**What the task asks:** Exact repetition of every entry is required.

**Material for the task:**
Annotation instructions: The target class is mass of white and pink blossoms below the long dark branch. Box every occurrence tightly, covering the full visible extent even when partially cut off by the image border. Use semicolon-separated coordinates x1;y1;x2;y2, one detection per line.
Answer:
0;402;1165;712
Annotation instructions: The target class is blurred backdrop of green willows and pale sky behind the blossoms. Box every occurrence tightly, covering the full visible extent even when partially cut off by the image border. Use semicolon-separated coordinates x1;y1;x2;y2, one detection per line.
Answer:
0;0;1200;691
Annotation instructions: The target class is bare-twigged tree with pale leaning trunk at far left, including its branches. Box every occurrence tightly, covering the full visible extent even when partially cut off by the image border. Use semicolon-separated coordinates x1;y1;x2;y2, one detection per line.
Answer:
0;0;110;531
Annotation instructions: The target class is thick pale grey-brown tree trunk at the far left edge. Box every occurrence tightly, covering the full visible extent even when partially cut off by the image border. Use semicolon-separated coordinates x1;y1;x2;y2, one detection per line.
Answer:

**Answer area:**
Annotation instructions: The target class is mass of white and pink blossoms below the long dark branch. Box every occurrence tightly, covering the full visible extent even when partially cut off by the image border. Use semicolon-separated coordinates x1;y1;x2;y2, one detection per line.
Answer:
0;402;1165;712
Annotation instructions: The target class is blurred backdrop of green willows and pale sky behind the blossoms. Box every occurrence tightly, covering the full visible extent even when partially cut off by the image border. Use semicolon-separated coordinates x1;y1;x2;y2, one detection per line.
Answer:
0;0;1200;691
Annotation instructions: The target class is bare-twigged tree with pale leaning trunk at far left, including its branches. Box every occurrence tightly, covering the full visible extent even when partially cut off by the image border. Use semicolon-separated coordinates x1;y1;x2;y2, one detection per line.
Answer:
0;0;110;531
Annotation instructions: The target class is thick pale grey-brown tree trunk at the far left edge. Box every occurrence tightly, covering the full visible extent even when partially cut off by the image border. Use semicolon-separated coordinates x1;y1;x2;y2, one detection per line.
Answer:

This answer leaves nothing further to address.